§ GOAL
Only the lines from the one containing "Could you point out the woman's ear" to the end of the entries should be written out, each exactly as it stands, both ends included.

§ EXERCISE INPUT
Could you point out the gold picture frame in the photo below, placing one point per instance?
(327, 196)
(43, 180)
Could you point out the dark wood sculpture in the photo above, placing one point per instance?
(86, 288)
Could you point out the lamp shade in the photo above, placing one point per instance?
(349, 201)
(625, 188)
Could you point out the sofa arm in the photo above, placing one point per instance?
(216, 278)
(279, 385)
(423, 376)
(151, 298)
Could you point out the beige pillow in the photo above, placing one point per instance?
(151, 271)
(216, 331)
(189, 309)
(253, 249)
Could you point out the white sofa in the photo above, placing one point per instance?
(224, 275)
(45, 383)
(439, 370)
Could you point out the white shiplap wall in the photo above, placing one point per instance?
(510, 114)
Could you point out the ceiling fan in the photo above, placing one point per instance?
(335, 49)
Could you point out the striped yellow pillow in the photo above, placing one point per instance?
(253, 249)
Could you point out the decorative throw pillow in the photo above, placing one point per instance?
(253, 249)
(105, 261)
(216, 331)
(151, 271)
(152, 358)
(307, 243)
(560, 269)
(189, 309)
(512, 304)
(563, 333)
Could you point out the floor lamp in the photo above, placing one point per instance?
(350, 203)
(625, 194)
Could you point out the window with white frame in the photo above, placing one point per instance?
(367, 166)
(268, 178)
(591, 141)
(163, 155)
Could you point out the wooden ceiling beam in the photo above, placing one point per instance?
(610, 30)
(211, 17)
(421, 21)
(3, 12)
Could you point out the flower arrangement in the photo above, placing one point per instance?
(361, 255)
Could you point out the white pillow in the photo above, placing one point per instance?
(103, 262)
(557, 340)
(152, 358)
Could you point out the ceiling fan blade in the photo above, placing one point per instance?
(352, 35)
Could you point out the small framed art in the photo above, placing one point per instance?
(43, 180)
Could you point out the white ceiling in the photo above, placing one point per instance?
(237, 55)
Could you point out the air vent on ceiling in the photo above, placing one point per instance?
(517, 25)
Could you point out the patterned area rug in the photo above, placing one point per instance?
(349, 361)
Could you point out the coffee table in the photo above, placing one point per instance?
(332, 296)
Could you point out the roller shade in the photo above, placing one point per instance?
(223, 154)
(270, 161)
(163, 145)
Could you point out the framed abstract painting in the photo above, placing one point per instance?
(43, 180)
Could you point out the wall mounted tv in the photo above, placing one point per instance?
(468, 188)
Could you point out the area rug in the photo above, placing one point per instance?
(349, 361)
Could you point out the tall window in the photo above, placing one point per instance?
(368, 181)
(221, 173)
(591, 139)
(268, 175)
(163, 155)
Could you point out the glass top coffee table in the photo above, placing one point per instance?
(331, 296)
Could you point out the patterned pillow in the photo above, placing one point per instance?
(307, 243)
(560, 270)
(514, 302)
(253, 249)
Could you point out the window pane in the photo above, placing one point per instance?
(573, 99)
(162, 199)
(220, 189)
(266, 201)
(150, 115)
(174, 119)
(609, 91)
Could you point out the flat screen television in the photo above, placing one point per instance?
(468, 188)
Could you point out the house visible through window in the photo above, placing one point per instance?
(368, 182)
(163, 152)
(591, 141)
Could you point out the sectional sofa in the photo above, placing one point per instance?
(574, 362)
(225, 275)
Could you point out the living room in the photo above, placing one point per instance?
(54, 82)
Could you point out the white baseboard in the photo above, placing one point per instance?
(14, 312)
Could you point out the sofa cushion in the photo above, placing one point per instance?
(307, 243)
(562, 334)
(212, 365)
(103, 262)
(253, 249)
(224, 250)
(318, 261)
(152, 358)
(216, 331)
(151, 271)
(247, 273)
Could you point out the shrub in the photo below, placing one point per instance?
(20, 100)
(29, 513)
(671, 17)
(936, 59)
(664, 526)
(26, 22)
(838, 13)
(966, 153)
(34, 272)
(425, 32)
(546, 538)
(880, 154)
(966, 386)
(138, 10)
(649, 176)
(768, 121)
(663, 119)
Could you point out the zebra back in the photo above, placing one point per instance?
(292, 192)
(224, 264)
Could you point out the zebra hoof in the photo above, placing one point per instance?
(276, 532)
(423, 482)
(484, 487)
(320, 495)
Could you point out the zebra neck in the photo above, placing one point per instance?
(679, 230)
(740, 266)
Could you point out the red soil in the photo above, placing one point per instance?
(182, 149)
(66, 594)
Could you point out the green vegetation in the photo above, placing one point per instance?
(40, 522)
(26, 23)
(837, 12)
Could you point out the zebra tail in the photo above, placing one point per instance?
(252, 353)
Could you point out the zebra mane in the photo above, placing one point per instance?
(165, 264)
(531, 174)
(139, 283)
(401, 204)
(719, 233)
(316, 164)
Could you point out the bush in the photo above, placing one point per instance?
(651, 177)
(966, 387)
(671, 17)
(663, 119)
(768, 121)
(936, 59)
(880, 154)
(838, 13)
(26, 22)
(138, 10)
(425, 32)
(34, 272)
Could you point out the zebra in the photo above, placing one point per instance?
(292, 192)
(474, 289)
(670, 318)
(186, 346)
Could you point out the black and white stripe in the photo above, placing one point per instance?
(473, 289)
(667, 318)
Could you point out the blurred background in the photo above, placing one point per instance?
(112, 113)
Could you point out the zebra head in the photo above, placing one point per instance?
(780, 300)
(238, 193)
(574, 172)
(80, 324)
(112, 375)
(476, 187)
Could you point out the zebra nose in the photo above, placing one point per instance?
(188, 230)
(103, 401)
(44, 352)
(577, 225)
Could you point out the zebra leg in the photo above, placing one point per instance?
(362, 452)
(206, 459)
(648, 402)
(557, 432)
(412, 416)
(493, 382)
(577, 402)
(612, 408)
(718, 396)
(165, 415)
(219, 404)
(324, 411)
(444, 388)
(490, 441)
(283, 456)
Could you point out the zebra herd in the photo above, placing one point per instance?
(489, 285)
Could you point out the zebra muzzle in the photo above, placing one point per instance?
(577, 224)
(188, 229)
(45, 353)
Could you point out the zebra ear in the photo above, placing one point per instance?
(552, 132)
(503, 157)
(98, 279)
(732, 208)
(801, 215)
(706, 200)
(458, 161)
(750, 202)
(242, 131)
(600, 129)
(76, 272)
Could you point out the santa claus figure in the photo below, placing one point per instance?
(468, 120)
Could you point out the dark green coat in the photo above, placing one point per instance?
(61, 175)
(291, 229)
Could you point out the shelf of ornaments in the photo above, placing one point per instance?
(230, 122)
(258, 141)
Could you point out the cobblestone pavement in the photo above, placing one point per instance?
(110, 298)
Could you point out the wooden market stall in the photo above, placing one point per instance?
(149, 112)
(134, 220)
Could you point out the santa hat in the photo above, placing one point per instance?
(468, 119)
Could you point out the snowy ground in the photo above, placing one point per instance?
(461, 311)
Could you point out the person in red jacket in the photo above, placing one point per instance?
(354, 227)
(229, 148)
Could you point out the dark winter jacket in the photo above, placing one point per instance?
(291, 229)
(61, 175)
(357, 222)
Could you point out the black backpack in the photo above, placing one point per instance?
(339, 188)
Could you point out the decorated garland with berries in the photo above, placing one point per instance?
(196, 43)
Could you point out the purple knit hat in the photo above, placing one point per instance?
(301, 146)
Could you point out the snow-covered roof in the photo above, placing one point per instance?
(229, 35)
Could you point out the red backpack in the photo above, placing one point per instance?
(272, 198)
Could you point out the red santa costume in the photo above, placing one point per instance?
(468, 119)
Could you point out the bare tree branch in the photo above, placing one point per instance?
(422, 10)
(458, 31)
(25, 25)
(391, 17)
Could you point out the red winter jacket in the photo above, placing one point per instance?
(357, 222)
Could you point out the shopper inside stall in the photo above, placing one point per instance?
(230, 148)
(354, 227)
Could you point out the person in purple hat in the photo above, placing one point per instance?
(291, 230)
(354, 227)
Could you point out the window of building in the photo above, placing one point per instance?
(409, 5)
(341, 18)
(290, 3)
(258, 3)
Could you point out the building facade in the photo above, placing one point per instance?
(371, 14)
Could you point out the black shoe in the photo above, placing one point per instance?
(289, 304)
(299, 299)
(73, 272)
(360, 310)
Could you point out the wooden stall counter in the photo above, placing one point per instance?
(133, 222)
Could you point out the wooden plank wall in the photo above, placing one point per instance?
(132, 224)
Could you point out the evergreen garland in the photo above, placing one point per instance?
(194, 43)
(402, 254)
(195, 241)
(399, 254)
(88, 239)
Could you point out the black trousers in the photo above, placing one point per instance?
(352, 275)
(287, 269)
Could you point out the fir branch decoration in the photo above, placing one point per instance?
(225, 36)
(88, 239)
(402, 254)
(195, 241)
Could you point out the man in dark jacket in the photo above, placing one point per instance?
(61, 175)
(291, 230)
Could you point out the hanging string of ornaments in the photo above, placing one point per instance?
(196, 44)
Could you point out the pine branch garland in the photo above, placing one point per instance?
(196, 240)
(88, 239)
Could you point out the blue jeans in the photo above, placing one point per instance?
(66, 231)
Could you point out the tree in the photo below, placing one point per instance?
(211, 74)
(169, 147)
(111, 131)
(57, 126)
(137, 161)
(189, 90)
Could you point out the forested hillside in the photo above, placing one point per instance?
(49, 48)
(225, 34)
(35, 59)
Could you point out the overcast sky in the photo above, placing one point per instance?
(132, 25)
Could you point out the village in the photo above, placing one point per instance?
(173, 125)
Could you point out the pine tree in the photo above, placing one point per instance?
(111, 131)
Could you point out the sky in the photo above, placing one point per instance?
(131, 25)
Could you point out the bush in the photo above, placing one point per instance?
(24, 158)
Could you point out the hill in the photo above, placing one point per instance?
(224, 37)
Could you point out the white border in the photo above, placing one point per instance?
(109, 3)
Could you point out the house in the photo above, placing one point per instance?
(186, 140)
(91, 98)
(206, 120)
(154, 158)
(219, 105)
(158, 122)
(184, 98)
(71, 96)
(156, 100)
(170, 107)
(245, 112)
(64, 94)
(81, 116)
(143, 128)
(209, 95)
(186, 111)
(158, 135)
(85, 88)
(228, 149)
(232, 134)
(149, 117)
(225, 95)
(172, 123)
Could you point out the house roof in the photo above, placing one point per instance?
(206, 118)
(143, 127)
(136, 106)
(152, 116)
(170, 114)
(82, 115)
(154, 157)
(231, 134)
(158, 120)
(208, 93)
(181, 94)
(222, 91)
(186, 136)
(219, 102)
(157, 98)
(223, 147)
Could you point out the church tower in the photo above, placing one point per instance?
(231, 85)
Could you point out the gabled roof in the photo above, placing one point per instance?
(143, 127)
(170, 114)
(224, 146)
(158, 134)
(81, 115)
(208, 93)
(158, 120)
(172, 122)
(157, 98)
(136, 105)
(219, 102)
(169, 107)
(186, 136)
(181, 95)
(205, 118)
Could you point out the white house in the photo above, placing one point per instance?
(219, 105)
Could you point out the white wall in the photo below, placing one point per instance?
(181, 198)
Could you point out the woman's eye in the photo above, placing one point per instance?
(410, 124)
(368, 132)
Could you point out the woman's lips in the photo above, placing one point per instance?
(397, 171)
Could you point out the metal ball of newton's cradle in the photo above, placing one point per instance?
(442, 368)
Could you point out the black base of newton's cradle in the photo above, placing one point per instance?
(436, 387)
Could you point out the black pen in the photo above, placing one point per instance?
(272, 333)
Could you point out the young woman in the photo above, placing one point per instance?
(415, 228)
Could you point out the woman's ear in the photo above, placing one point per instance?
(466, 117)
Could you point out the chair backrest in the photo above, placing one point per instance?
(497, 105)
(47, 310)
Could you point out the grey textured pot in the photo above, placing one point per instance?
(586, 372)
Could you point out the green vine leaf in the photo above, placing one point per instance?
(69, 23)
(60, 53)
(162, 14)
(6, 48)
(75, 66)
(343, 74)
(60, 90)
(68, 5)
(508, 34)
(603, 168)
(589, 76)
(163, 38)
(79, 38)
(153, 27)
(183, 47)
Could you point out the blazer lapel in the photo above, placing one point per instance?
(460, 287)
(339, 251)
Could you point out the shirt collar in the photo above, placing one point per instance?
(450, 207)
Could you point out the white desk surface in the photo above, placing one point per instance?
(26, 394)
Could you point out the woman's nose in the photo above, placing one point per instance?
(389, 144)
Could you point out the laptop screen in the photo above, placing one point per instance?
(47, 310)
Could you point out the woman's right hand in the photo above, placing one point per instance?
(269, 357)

§ WRITTEN SOLUTION
Could you point out the woman's ear in the photo above, placing one point per instance?
(466, 117)
Could you point out the chair backrest in the photo above, placing one point per instance?
(497, 105)
(47, 310)
Could you point out the grey textured pot in the photo above, placing one point per instance?
(586, 372)
Could you point out the green vine leaf in the photo above, placing one point per instance?
(69, 23)
(60, 53)
(162, 14)
(6, 48)
(75, 66)
(343, 74)
(60, 90)
(68, 5)
(508, 34)
(603, 168)
(589, 76)
(163, 38)
(79, 38)
(153, 27)
(183, 47)
Could you point out the blazer lapel in the photo above, placing one point per instance?
(460, 287)
(339, 251)
Could you point out the shirt collar in the photo above, placing one point per instance?
(450, 207)
Could you point out the white desk surface in the photo above, placing one point per instance?
(26, 394)
Could you point out the woman's nose in the photo above, placing one point per instance?
(389, 144)
Could you point out the laptop screen in the photo above, placing one point per instance?
(47, 310)
Could you point out the woman's right hand in the photo above, placing one point per instance?
(269, 357)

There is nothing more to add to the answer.